(Photo-based referring expression data)
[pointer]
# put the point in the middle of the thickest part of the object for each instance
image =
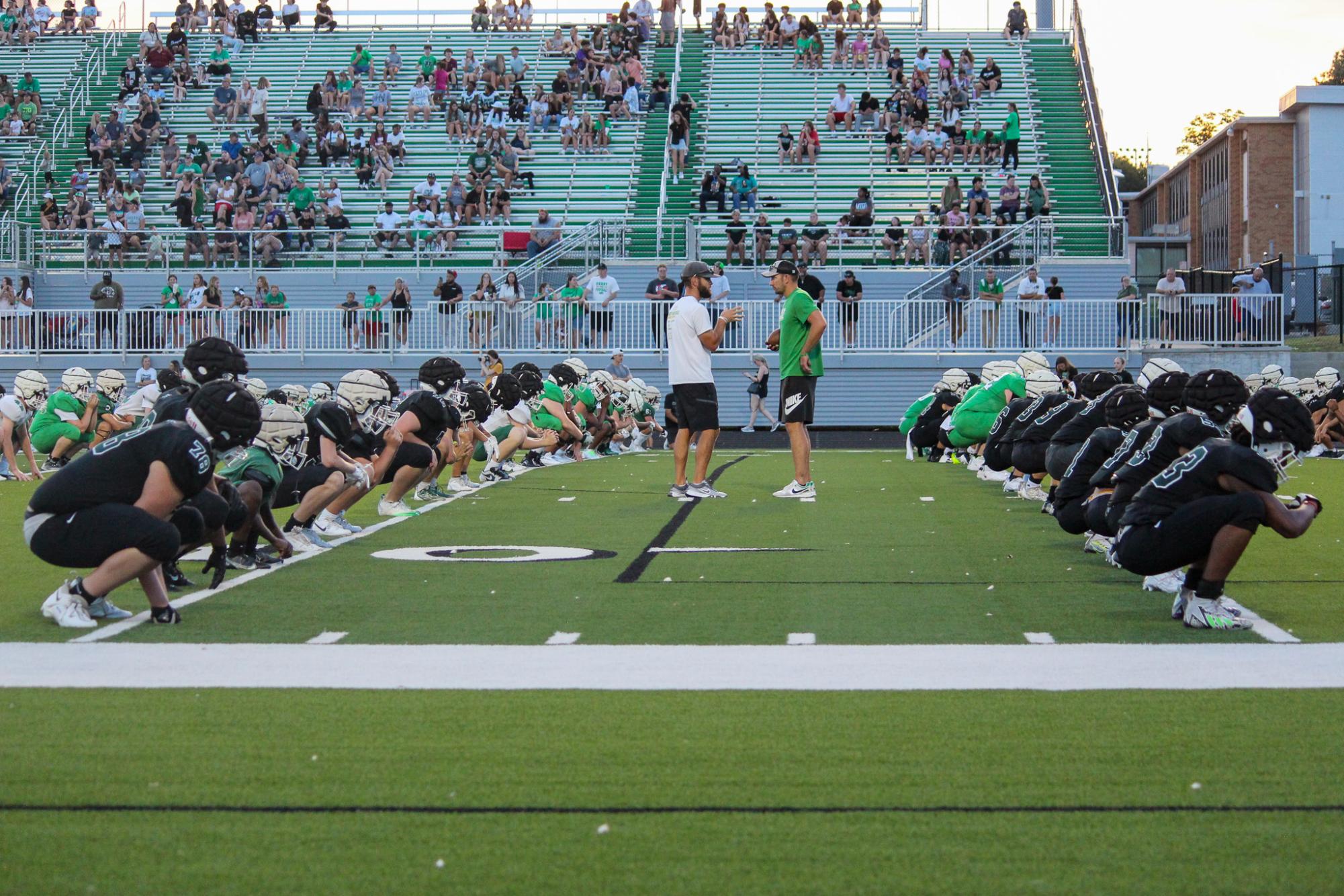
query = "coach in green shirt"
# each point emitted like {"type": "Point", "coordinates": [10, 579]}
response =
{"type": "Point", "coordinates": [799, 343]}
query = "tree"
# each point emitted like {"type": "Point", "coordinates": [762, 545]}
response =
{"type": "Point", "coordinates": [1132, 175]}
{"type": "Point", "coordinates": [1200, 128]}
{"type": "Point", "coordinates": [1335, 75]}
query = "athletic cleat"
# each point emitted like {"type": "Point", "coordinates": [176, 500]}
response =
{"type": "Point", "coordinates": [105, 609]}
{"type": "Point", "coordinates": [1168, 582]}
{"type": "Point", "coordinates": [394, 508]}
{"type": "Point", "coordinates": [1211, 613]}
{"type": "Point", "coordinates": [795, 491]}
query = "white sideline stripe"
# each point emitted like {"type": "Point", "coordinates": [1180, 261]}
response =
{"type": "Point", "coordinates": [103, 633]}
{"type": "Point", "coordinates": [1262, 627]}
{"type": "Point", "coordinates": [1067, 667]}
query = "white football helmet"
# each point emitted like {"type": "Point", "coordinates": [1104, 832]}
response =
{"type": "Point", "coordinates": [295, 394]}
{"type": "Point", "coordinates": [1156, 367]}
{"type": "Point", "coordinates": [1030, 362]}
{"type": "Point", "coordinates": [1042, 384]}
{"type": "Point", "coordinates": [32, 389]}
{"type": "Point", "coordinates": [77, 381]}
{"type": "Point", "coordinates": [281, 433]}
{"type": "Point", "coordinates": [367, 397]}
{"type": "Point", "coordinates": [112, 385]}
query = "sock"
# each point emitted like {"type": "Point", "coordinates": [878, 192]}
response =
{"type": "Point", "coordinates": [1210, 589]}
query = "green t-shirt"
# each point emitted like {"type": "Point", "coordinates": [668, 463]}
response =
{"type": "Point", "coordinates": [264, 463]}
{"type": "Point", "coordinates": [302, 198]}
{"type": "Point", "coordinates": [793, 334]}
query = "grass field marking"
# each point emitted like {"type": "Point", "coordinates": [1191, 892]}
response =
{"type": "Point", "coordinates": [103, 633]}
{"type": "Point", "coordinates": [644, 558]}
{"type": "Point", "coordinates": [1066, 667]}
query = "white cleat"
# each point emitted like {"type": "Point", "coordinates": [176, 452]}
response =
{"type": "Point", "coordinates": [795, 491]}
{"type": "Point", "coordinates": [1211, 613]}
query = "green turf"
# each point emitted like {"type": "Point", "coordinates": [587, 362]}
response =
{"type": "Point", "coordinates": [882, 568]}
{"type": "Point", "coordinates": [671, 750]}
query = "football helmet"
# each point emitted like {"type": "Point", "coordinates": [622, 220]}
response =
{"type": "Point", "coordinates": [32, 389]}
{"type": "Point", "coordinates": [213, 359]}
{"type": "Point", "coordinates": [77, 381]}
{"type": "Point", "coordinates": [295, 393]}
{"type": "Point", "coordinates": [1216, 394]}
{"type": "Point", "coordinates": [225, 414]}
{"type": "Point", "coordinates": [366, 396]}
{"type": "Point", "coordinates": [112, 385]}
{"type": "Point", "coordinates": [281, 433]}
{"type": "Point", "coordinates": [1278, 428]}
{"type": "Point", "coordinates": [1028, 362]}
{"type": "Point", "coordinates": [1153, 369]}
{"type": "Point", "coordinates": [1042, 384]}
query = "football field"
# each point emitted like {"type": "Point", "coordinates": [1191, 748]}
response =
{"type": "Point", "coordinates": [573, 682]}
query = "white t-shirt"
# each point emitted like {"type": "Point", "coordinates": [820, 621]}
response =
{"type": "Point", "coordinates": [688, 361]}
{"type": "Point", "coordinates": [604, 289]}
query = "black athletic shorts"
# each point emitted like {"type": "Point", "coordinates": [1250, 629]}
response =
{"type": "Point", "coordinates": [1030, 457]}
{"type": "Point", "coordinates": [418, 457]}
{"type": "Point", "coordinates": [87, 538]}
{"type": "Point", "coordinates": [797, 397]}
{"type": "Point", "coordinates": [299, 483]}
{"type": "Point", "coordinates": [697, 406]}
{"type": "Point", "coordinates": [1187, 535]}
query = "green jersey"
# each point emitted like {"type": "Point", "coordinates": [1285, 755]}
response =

* **Task to carry out**
Copy the entries character for character, excluding any pictures.

* **Your response**
[pointer]
# put the point in the middle of the thickest part of the object for each instance
image =
query = "coach in green shirt"
# each point emitted like {"type": "Point", "coordinates": [10, 579]}
response =
{"type": "Point", "coordinates": [799, 343]}
query = "tree"
# each point emitted like {"type": "Point", "coordinates": [762, 545]}
response =
{"type": "Point", "coordinates": [1132, 175]}
{"type": "Point", "coordinates": [1200, 128]}
{"type": "Point", "coordinates": [1335, 75]}
query = "athletic cleat"
# each point emitted like {"type": "Point", "coordinates": [176, 500]}
response =
{"type": "Point", "coordinates": [105, 609]}
{"type": "Point", "coordinates": [1168, 582]}
{"type": "Point", "coordinates": [394, 508]}
{"type": "Point", "coordinates": [1211, 613]}
{"type": "Point", "coordinates": [795, 491]}
query = "white sideline stripe"
# each point emitted like {"type": "Point", "coordinates": [1180, 261]}
response =
{"type": "Point", "coordinates": [103, 633]}
{"type": "Point", "coordinates": [1262, 627]}
{"type": "Point", "coordinates": [1067, 667]}
query = "white football helmet"
# each point emitted like {"type": "Point", "coordinates": [1104, 832]}
response =
{"type": "Point", "coordinates": [295, 394]}
{"type": "Point", "coordinates": [1156, 367]}
{"type": "Point", "coordinates": [1030, 362]}
{"type": "Point", "coordinates": [1042, 384]}
{"type": "Point", "coordinates": [32, 389]}
{"type": "Point", "coordinates": [77, 381]}
{"type": "Point", "coordinates": [281, 433]}
{"type": "Point", "coordinates": [367, 397]}
{"type": "Point", "coordinates": [112, 385]}
query = "sock"
# each point emitted like {"type": "Point", "coordinates": [878, 192]}
response =
{"type": "Point", "coordinates": [1210, 589]}
query = "green t-shirt"
# each point emitted like {"type": "Point", "coordinates": [668, 463]}
response =
{"type": "Point", "coordinates": [264, 463]}
{"type": "Point", "coordinates": [302, 198]}
{"type": "Point", "coordinates": [793, 334]}
query = "grass field marking"
# each point emitted like {"type": "Point", "coordinates": [1191, 892]}
response =
{"type": "Point", "coordinates": [103, 633]}
{"type": "Point", "coordinates": [644, 558]}
{"type": "Point", "coordinates": [1066, 667]}
query = "white cleat"
# each point emitted like {"type": "Point", "coordinates": [176, 452]}
response =
{"type": "Point", "coordinates": [795, 491]}
{"type": "Point", "coordinates": [1211, 613]}
query = "green turf"
# each point emitted like {"type": "Point", "coordinates": [587, 362]}
response =
{"type": "Point", "coordinates": [882, 568]}
{"type": "Point", "coordinates": [671, 750]}
query = "football helmet"
# each point emitted like {"type": "Point", "coordinates": [622, 220]}
response =
{"type": "Point", "coordinates": [32, 389]}
{"type": "Point", "coordinates": [213, 359]}
{"type": "Point", "coordinates": [77, 381]}
{"type": "Point", "coordinates": [295, 393]}
{"type": "Point", "coordinates": [1216, 394]}
{"type": "Point", "coordinates": [225, 414]}
{"type": "Point", "coordinates": [366, 396]}
{"type": "Point", "coordinates": [112, 385]}
{"type": "Point", "coordinates": [281, 433]}
{"type": "Point", "coordinates": [1278, 428]}
{"type": "Point", "coordinates": [1028, 362]}
{"type": "Point", "coordinates": [1153, 369]}
{"type": "Point", "coordinates": [1042, 384]}
query = "football field"
# each point emitted like {"type": "Point", "coordinates": [1191, 748]}
response =
{"type": "Point", "coordinates": [573, 682]}
query = "white t-shirt"
# each point emitted like {"type": "Point", "coordinates": [820, 621]}
response =
{"type": "Point", "coordinates": [688, 361]}
{"type": "Point", "coordinates": [604, 289]}
query = "black athletic shorts"
# each point emitted like {"type": "Point", "coordinates": [1250, 629]}
response =
{"type": "Point", "coordinates": [1030, 457]}
{"type": "Point", "coordinates": [418, 457]}
{"type": "Point", "coordinates": [87, 538]}
{"type": "Point", "coordinates": [797, 397]}
{"type": "Point", "coordinates": [299, 483]}
{"type": "Point", "coordinates": [697, 406]}
{"type": "Point", "coordinates": [1187, 535]}
query = "green jersey"
# each point emitted like {"type": "Point", "coordinates": [1285, 755]}
response =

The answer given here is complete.